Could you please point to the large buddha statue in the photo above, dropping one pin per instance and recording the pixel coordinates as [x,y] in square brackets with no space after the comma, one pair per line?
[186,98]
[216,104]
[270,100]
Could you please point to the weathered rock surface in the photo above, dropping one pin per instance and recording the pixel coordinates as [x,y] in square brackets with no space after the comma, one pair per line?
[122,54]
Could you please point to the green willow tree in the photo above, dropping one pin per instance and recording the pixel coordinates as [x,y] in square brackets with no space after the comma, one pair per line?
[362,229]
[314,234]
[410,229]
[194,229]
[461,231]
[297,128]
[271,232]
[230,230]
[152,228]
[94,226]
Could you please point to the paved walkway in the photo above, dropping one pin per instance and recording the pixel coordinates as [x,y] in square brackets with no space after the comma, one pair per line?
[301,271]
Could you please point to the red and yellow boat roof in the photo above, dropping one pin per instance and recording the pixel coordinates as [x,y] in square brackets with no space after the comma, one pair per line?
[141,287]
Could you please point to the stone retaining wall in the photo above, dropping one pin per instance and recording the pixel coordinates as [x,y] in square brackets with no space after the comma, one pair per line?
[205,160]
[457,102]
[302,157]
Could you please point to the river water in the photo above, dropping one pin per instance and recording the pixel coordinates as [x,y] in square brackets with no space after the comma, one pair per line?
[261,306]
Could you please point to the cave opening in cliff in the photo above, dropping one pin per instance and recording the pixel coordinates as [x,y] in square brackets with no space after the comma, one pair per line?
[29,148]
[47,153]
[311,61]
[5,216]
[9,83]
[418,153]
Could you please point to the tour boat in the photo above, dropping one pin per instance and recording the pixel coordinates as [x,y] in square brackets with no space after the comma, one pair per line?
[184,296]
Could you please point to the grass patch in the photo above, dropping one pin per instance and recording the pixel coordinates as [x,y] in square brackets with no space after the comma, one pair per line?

────────────────────

▶ WRITTEN EXERCISE:
Please write out everything from the line containing "Could you please point to the paved" down to the end of the items, substituting "lake water" for "river water" and keeping all else unchanged.

▶ RESPONSE TO THE TASK:
Could you please point to the paved walkway in the photo above, dropping one pin per instance and recording the pixel coordinates as [x,y] in square brackets with no space after the comma, one pair per line?
[301,271]
Could you please point to the red and yellow boat roof in the photo above, dropping one pin per instance and recording the pixel coordinates as [x,y] in square brackets with no space after the comma, one pair per line?
[141,287]
Could you please point to the stone retaining wall in the photo above, dropping one pin per instance and recording the pixel coordinates as [x,y] in square brackets with no space after the comma, one pair per line?
[205,160]
[457,102]
[302,157]
Could you please point to the lake water in the photo above, dropping one pin per instance and recording the pixel coordinates as [x,y] in square brackets with no space after the comma, one pair per line?
[261,306]
Could you please point to the cave opening in cliff in the photo above, dropping one pin per instance and recording the pixel coordinates as [x,y] in square brackets with no space after the comma, one pair per line?
[29,148]
[47,153]
[311,61]
[5,216]
[9,83]
[418,153]
Could you please point to the tour boat in the photo above, dropping one pin per instance and recording the pixel coordinates as [x,y] in square brackets with no space after the comma, one pair per line?
[184,296]
Could you please point to the grass patch in the photo above, dropping one pin per instance and recording the pixel coordinates as [x,y] in square brackets with no space after the comma, one pair per line?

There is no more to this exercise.